Based on this input, the FASB issued an alternative that allows private companies to amortize goodwill and apply a simplified goodwill impairment model.

But private companies weren’t the only ones who questioned the relative usefulness of the existing goodwill impairment model. In fact, their feedback was consistent with what we’d heard from not-for-profit organizations and some public companies.

So the FASB looked at ways to extend the private company alternative to a broader audience.

The result? Last month, the FASB issued a new standard that extends the PCC alternative for goodwill and for measuring certain identifiable intangible assets to not-for-profit organizations. In the coming weeks, we’ll also issue an Invitation to Comment on a broad project on the subsequent accounting for goodwill and the accounting for certain identifiable intangible assets directed primarily to public business entities.

In another project, we simplified guidance for share-based payments. Based on our work with the PCC, the FASB issued several targeted amendments that makes it easier for all organizations to account for forfeitures and tax withholdings, among other improvements. To further reduce costs for private companies, we allowed them an expedient to determine the expected term of an option and another opportunity to elect using intrinsic value to measure a liability-classified award.

Speaking of share-based payments…last year, the FASB issued a standard that makes it easier for companies to account for the share-based payments they provide to service providers, suppliers, and other people that are not employees. PCC input helped make that happen.

With the help of the PCC, we continue to tackle projects to improve standards for all stakeholders.  We will be discussing the PCC’s existing project on share-based compensation during our Town Hall today.

## RECORD SET:
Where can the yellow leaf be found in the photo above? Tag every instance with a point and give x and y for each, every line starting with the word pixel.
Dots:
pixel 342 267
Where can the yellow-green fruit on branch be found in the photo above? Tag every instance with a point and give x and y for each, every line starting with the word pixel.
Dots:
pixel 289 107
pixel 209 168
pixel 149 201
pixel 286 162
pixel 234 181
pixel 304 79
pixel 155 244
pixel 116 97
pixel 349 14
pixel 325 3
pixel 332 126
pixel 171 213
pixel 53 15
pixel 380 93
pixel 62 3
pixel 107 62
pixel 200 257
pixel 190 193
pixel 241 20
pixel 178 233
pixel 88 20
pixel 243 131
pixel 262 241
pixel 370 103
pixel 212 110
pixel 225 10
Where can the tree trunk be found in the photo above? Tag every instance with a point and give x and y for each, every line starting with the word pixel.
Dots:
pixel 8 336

## WRITTEN TASKS:
- 1) Using the text on FASB standards, decide whether each statement agrees with it: (a) the FASB extended the PCC alternative for goodwill to not-for-profit organizations; (b) the planned Invitation to Comment is directed primarily to private companies; (c) the standard on share-based payments to people who are not employees was issued last month. Answer each with yes or no and quote the words of the text that decide it.
- 2) State how many lines of the entries contain the word "above", treating uppercase and lowercase as different, and give only the number.

## ANSWERS IN ORDER:
- 1)
(a) Yes: "extends the PCC alternative for goodwill and for measuring certain identifiable intangible assets to not-for-profit organizations"
(b) No: "directed primarily to public business entities"
(c) No: "last year, the FASB issued a standard that makes it easier for companies to account for the share-based payments they provide to service providers, suppliers, and other people that are not employees"

- 2) 3